In essence, Lindsay and Gutzlaff had identified a wedge they believed could be driven right through the firmament of China: a natural alliance of British trade interests and the multitude of Chinese merchants with their desire for free commerce, both of them set against the jealous government of the Manchus. All of the exclusiveness, the restrictions, and the close management of trade that had defined the Canton commerce for so long were, Lindsay claimed, the products of a government that no longer enjoyed the full support of its subjects. A simple push from the outside and the whole system would topple from within.

= = = = =

■ TASK INSTRUCTIONS ■
Continue the passage about Lindsay and Gutzlaff's view of British trade with China, starting after its final sentence.

■ GIVEN INFORMATION ■
= = = = =

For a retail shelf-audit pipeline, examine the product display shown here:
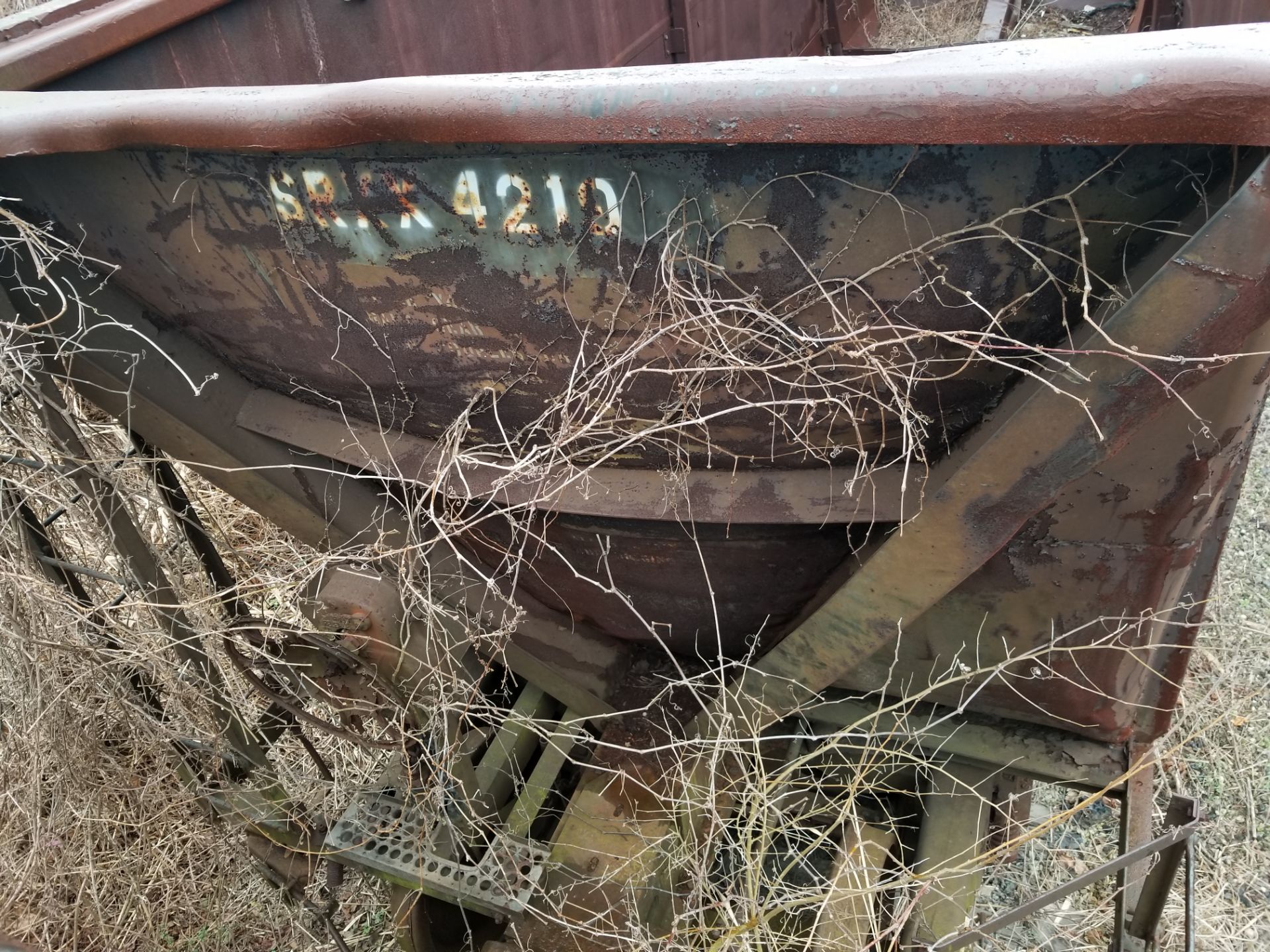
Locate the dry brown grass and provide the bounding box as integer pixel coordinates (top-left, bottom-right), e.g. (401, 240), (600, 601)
(870, 0), (984, 50)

= = = = =

■ EXERCISE OUTPUT ■
There were joyous reactions to the Lord Amherst’s voyage in Britain and America. In London, the Eclectic Review declared that it “places the character of the natives altogether in a new light, and opens to us the most cheering prospect as to the possibility of wholly breaking down the partition which has for ages separated from civilized society a fourth portion of the human race.”10 The Times lauded Gutzlaff’s revelations that “as a nation, China is politically weak,” that its naval defenses were “contemptible,” that the government had “no hold on the affections of the people,” and that the officials were “cowardly, corrupt, and excessively cringing.” But the ordinary people of China—the people!—were, the Times was delighted to report to its readers, “hospitable, kind, and eager to establish an intercourse with foreigners.”11

In America, newspapers called Gutzlaff “one of the most extraordinary men of the age.”12 Legions of missionary writers quoted his potent declaration, “We are entirely erroneous about China.” China was not a closed country, said Gutzlaff, but in fact “no country in Asia, ruled by native princes, is so easy of access.”13 According to believers on both sides of the Atlantic, be they believers in commerce or religion, the voyage of the Lord Amherst revealed the mysterious country of China in a new light: not as some impenetrable, reclusive empire but as a market for free commerce and a field for Christian conversion that was all but begging to be opened by the West.